» **THE TASK**: An exact copy is required of the lines from the one with "pixel 54 134" through the last line of the material below, and of nothing else.

◇ ◇ ◇ ◇ ◇ ◇ ◇

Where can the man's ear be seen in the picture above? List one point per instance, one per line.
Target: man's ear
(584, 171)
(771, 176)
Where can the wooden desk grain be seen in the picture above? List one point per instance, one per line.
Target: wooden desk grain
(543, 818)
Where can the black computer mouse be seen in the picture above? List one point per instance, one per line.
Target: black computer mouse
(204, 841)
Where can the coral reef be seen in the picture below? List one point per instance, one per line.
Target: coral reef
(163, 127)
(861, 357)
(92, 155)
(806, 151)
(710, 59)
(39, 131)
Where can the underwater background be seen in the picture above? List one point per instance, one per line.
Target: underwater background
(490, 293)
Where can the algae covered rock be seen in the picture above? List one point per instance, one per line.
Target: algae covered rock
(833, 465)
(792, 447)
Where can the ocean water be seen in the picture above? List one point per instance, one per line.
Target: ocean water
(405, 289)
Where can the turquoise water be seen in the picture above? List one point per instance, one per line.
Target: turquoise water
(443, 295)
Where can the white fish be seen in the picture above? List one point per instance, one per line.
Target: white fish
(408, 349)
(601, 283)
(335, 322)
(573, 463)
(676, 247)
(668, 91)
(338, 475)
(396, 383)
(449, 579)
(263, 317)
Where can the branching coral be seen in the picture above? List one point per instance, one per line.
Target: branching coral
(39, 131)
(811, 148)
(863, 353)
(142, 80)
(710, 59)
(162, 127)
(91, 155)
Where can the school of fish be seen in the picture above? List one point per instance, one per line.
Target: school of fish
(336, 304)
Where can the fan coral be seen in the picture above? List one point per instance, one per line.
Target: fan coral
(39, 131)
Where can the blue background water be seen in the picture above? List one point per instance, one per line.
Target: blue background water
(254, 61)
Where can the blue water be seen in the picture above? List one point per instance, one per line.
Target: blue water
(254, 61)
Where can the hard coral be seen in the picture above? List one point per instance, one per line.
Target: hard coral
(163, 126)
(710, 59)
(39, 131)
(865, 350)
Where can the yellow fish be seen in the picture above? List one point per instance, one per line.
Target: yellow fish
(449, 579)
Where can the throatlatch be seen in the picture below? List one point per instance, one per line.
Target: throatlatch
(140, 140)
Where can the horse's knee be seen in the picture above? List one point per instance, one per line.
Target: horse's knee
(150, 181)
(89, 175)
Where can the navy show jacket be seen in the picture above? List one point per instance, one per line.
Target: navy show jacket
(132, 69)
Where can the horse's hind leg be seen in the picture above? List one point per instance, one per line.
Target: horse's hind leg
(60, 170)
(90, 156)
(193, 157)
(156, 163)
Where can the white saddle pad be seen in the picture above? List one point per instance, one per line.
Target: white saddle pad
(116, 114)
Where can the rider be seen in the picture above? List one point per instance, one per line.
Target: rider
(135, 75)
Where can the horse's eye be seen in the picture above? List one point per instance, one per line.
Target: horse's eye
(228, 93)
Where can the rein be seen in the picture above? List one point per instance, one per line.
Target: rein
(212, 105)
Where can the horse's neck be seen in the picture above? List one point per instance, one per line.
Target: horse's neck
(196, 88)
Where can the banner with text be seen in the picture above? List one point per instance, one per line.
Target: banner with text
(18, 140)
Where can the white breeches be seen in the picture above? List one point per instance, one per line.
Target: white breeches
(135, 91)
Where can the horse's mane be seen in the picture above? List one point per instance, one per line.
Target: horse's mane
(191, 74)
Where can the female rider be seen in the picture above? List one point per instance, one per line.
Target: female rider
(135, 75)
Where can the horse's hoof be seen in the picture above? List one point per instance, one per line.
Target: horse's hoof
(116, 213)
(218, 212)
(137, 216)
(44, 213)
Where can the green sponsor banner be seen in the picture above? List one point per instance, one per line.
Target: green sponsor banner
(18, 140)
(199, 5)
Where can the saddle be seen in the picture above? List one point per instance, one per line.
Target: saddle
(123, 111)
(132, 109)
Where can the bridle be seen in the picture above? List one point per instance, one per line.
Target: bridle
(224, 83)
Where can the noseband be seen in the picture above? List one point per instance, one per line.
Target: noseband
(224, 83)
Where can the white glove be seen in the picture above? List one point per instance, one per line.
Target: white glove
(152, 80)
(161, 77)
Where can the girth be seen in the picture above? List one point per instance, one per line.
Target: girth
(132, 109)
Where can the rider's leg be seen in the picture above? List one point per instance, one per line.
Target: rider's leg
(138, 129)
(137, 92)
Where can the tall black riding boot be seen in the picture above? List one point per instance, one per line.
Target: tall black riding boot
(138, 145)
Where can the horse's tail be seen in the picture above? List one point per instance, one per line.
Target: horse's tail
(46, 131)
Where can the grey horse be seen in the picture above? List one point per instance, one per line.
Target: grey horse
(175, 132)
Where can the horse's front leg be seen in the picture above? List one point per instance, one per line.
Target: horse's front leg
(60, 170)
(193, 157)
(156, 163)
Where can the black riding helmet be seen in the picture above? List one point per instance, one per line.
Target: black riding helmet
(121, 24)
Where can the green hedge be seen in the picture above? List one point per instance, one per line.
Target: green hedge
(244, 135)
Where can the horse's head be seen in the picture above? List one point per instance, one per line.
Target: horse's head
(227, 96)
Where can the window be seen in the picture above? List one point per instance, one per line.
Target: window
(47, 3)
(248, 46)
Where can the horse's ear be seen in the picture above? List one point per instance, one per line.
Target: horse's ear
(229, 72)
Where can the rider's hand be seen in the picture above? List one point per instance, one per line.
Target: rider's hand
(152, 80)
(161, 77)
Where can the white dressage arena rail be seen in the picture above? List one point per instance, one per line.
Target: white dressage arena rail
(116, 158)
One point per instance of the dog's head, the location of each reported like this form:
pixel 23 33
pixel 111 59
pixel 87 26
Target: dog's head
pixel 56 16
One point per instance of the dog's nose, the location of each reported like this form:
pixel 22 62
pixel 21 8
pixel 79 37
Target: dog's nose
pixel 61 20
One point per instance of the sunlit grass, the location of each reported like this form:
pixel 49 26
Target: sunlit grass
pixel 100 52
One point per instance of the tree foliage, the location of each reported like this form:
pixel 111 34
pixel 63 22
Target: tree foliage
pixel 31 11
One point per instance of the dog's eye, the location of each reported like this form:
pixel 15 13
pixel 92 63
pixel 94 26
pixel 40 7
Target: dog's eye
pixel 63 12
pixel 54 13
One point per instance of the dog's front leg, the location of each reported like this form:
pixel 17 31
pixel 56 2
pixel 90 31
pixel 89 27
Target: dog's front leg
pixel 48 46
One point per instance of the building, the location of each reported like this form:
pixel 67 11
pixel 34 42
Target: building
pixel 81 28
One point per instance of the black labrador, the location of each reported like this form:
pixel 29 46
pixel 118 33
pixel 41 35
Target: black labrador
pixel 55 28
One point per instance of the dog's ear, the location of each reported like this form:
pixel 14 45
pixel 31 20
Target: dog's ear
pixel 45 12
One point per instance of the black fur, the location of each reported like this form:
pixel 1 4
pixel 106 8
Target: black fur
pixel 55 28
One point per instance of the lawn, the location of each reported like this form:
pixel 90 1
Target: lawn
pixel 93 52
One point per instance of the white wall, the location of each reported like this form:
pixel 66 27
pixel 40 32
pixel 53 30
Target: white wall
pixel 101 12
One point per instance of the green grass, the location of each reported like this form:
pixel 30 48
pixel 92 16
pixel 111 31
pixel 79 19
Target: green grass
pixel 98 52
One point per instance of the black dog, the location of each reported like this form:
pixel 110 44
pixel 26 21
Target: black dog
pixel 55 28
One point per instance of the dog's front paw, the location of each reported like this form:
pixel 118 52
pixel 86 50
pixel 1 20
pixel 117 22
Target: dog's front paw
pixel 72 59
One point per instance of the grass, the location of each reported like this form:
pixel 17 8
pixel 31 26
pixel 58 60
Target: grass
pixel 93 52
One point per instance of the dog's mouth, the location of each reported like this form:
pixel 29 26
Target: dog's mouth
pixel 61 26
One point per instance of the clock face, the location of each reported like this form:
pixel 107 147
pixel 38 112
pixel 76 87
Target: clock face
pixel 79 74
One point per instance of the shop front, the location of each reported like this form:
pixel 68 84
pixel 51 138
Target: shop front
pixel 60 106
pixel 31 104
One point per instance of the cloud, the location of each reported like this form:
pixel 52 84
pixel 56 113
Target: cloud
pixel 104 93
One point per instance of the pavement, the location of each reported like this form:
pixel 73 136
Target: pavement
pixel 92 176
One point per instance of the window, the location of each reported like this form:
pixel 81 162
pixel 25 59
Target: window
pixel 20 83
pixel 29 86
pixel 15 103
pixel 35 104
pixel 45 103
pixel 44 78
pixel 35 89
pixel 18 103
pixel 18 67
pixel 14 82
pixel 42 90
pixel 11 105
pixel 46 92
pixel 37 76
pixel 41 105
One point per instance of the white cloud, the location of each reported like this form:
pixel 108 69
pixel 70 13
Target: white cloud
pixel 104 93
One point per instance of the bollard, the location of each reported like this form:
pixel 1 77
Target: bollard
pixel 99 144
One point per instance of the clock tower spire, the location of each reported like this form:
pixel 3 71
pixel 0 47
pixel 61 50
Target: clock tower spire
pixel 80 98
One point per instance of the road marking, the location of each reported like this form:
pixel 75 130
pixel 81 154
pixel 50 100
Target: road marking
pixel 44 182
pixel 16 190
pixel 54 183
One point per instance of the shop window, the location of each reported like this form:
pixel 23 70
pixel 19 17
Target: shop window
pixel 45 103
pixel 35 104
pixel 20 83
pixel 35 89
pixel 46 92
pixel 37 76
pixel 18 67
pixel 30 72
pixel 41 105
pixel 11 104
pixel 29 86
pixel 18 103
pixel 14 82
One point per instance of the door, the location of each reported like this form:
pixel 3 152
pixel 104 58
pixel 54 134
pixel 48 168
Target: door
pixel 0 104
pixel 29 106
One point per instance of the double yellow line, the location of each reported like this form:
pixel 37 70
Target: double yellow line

◇ ◇ ◇ ◇ ◇ ◇ ◇

» **RESULT OF THE EXERCISE**:
pixel 54 134
pixel 48 168
Target: door
pixel 0 104
pixel 29 106
One point per instance of the double yellow line, the location of each reported like this form:
pixel 37 70
Target: double yellow line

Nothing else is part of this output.